*Material to process*:
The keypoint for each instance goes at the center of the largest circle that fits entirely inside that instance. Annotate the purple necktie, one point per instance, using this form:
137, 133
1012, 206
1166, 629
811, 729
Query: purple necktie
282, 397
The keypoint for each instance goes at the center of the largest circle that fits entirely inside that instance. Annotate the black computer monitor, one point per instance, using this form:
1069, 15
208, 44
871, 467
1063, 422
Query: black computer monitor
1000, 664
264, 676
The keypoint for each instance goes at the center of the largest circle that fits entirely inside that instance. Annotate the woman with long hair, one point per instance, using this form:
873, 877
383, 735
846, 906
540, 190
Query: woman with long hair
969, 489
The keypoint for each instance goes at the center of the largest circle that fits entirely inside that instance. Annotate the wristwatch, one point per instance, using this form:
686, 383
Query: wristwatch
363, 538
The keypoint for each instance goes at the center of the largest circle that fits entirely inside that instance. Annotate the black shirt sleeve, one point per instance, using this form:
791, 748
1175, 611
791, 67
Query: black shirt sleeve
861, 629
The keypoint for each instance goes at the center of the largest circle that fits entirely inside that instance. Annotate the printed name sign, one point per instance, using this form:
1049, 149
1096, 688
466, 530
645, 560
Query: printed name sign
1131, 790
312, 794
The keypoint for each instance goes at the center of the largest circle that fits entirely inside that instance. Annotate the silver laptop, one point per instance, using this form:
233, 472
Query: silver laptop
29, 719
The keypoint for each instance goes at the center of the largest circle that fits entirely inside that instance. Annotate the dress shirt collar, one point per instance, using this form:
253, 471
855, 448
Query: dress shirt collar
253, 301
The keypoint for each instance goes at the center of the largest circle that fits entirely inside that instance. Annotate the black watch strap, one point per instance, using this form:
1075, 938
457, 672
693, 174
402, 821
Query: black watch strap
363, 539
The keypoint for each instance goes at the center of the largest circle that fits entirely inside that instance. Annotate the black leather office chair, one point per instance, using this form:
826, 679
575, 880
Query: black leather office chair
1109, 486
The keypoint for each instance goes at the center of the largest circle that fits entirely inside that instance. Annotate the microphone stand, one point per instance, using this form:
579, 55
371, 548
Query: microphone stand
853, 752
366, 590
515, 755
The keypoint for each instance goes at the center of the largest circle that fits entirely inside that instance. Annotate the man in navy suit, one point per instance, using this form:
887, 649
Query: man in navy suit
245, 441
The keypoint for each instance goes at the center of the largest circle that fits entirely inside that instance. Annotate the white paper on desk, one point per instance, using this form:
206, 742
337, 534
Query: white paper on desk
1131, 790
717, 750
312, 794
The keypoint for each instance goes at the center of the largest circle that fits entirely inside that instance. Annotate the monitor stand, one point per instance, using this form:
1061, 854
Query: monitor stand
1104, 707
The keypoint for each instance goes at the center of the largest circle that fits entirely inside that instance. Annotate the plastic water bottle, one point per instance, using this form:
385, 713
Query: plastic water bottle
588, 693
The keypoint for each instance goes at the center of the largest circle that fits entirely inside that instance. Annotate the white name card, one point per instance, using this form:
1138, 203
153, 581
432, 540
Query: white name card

*What the task asks*: Now write the data shown above out again, word for word.

*Answer space*:
The keypoint for each instance goes at the center of the largest circle that fits entirely inside that instance. Annotate the purple necktie, one point per instance, using this form:
137, 133
1012, 206
1166, 629
811, 729
Query: purple necktie
282, 397
The keypoint for each instance goes at the center of the largest circle that fits entirely inside that instance. Annotate the black computer monitor, one point per instance, using this form:
1069, 15
208, 44
871, 467
1063, 422
Query: black computer monitor
1000, 664
264, 676
The keypoint for each instance goes at the center of the largest circle that fits entirely inside that instance. Annotate the woman with long hair, one point per instance, using this form:
873, 877
383, 735
846, 906
540, 190
Query: woman with long hair
969, 489
The keypoint for each instance goes at the center of the largest circle that fits entirely inside that instance. Annotate the wristwatch, one point per instance, using this form:
686, 383
Query: wristwatch
363, 538
The keypoint for each instance goes at the center of the largest circle that fits entirely inside that instance. Annotate the black shirt sleeve, one point per instance, using this form:
791, 748
1175, 611
791, 67
Query: black shirt sleeve
861, 629
The keypoint for each instance goes at the center of the largest circle that fits entirely inside that instance. Annotate the printed name sign, one point per instance, using this form:
1049, 149
1096, 688
466, 530
645, 560
Query: printed name sign
1131, 790
312, 794
The keypoint for each instance goes at the center of the largest circle that fits entirely inside that instance. Annotate the silver laptop, one point per instance, using this form:
233, 472
Query: silver laptop
29, 719
The keypoint for each instance goes at the center of the largest circle that fits entirely inside that instance. Annotate the dress shirt collar, one point per instance, using this form:
253, 471
855, 448
Query: dress shirt collar
253, 301
The keypoint for each instance goes at the center of the largest circle that fits entirely inside that instance. Annotate the black watch strap, one point per instance, using this form:
1075, 938
457, 672
693, 174
402, 821
Query: black watch strap
363, 539
The keypoint for each instance goes at the center of the largest circle that fits entirely inside that instance. Annotate the black leather office chair, one point per instance, using this form:
826, 679
575, 880
Query: black leather office chair
1109, 486
The keypoint for each instance goes at the center of the largest circle that fits entirely inside that instance. Annotate the microphone stand, one point per instance, using this form:
579, 55
371, 548
Query: microphone stand
853, 752
366, 590
515, 755
The keypoint for each instance goes at the center of the largest circle that fits entirely inside that instance. Annotate the man in navy suit, one point per instance, using this form:
887, 649
Query: man in navy suit
245, 441
The keypoint for each instance goes at the center of the largest circle that fits entirely inside that instance. Annotate the white paper on desk, one point per instance, using this form:
206, 742
337, 534
Query: white paper on desk
1131, 790
717, 750
312, 794
The keypoint for each instance goes at the center of the largest circle that fits entirely inside that instance. Annotate the monitor stand, one point per instance, using this form:
1061, 854
Query: monitor stand
1104, 707
The keypoint for each instance goes at the center of the largest circle that fits entirely inside that instance. Annotate the plastic water bottle, one point per instance, using this form:
385, 713
Query: plastic water bottle
588, 693
The keypoint for each instance goes at the center of the largest circle that fits entirely inside that instance. Annotate the white name card, one point per instance, using this form:
1138, 203
153, 581
432, 540
Query: white name card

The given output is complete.